WORK INSTRUCTION
Give back each entry exactly as written, apart from the pictures.
Start of DATA TO EXAMINE
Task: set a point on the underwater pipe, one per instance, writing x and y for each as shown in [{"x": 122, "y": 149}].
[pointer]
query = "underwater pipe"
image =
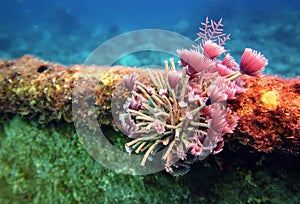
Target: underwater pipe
[{"x": 268, "y": 110}]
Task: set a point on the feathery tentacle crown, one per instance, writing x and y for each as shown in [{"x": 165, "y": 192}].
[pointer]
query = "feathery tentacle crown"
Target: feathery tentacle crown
[{"x": 182, "y": 112}]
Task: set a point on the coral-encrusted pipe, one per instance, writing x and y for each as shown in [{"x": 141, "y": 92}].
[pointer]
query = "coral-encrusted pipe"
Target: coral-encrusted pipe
[{"x": 269, "y": 109}]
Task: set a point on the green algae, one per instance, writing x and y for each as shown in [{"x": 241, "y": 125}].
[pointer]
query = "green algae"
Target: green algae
End of DATA TO EXAMINE
EXERCISE RESULT
Task: set a point on the underwater pipe, one per instance, writing x and y for each as shown in [{"x": 122, "y": 149}].
[pointer]
query = "underwater pipe"
image =
Target: underwater pipe
[{"x": 268, "y": 110}]
Task: set a point on the feathery tentacle crown, one per instance, writing x and y for each as shown in [{"x": 165, "y": 192}].
[pointer]
query = "feathery tentacle crown"
Target: feathery tentacle crown
[{"x": 182, "y": 112}]
Task: set a point on the coral-encrusted pipe, one per instance, writing x and y for each as shown in [{"x": 141, "y": 92}].
[pointer]
query = "coral-encrusted pipe"
Target: coral-encrusted pipe
[{"x": 269, "y": 109}]
Task: set a point on the green algae, one per instance, writing x and y for each as shown in [{"x": 241, "y": 125}].
[pointer]
query = "green algae"
Target: green algae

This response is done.